Textauszug —
Die SPD wird in Thüringen an der Seite der CDU nicht stärker, sondern schwächer. Eine Mitte-links-Regierung läge in ihrem puren Eigeninteresse.

So müde und traurig blickt die SPD in Thüringen ihrer Zukunft entgegen Bild: dpa

D ie SPD in Thüringen ist untergegangen. Wäre es mit der Ansage, für immer Juniorpartner der CDU zu bleiben, besser gelaufen? Oder mit der Ansage, trotz passabler Regierungsbilanz mit der CDU jetzt auf jeden Fall mit der Linkspartei zu koalieren? Das weiß niemand. Außer dem SPD-Parteichef Sigmar Gabriel, der den offenbar unterbelichteten Ostgenossen in Erfurt mitteilte, sie wären besser bei der CDU geblieben. Wer solche Parteifreunde hat, braucht eigentlich keine politischen Gegner mehr.

Deine Aufgaben —
**a)** Nenne die Person, die laut dem Text zur SPD in Thüringen den Genossen in Erfurt mitteilte, sie wären besser bei der CDU geblieben.
**b)** Fasse den Absatz im Text zur SPD in Thüringen, der mit der Feststellung beginnt, die SPD in Thüringen sei untergegangen, kürzer zusammen und behalte dabei seine wesentlichen Aussagen bei.
Die Auflistung hat mit dem Text zur SPD in Thüringen nichts zu tun.

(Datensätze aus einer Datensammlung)
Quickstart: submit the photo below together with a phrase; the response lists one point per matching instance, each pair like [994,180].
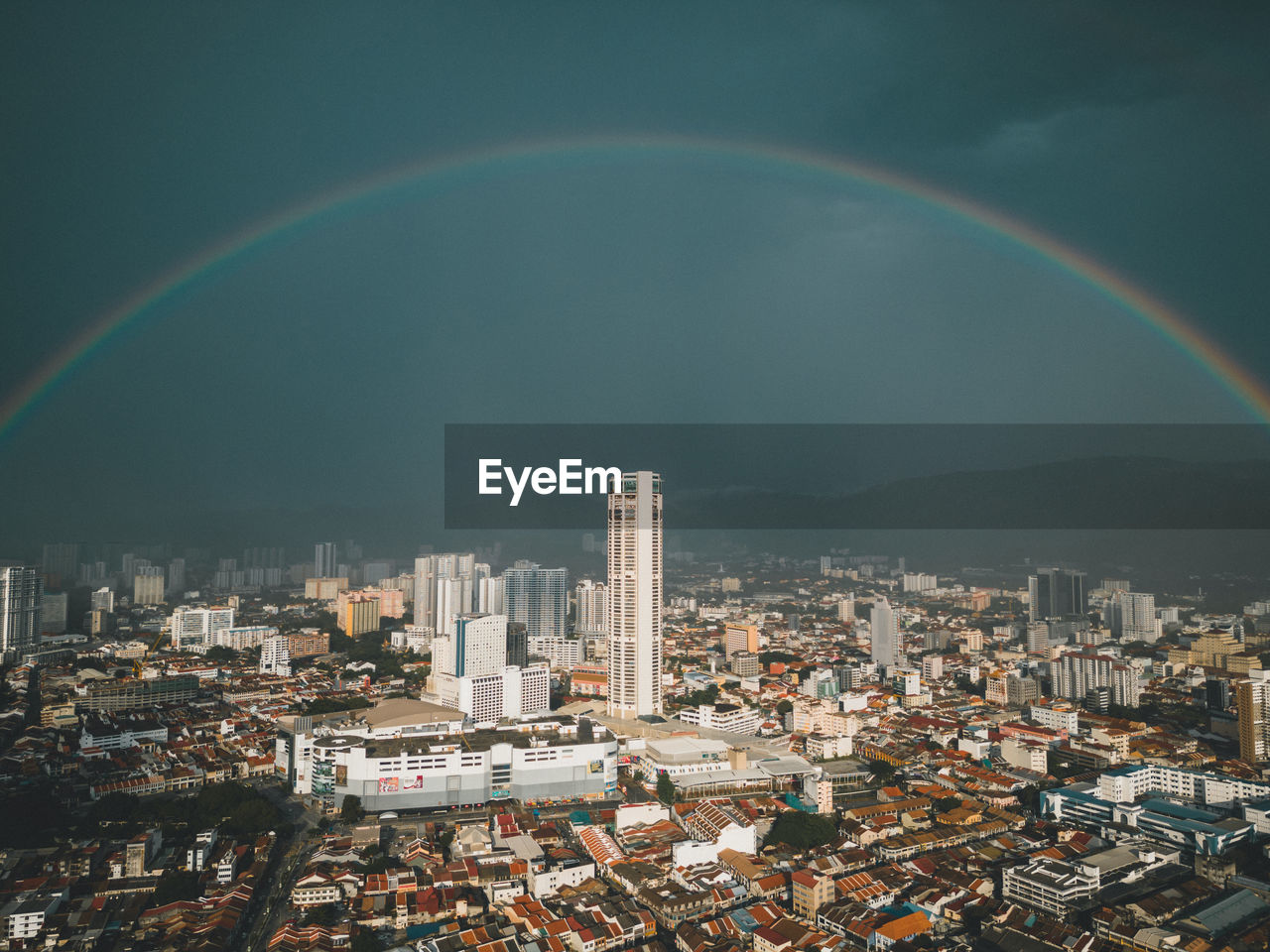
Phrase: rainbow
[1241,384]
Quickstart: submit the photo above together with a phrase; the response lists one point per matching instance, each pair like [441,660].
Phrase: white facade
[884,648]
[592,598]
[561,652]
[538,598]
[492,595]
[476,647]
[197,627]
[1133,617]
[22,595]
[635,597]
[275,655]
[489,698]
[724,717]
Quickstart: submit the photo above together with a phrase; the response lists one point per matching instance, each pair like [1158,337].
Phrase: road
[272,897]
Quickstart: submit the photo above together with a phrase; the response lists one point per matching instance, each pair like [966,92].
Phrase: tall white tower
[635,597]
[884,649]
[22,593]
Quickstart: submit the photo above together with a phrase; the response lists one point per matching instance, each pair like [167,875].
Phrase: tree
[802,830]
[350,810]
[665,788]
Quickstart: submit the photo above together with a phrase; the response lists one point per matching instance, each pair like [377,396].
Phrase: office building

Schriftliche Antworten —
**a)** SPD-Parteichef Sigmar Gabriel.

**b)** Die SPD in Thüringen ist untergegangen. Ob es mit der Ansage, dauerhaft Juniorpartner der CDU zu bleiben, oder mit der Ansage, trotz passabler Regierungsbilanz auf jeden Fall mit der Linkspartei zu koalieren, besser gelaufen wäre, weiß niemand. Nur SPD-Parteichef Sigmar Gabriel erklärte den Genossen in Erfurt, sie wären besser bei der CDU geblieben. Wer solche Parteifreunde hat, braucht keine politischen Gegner mehr.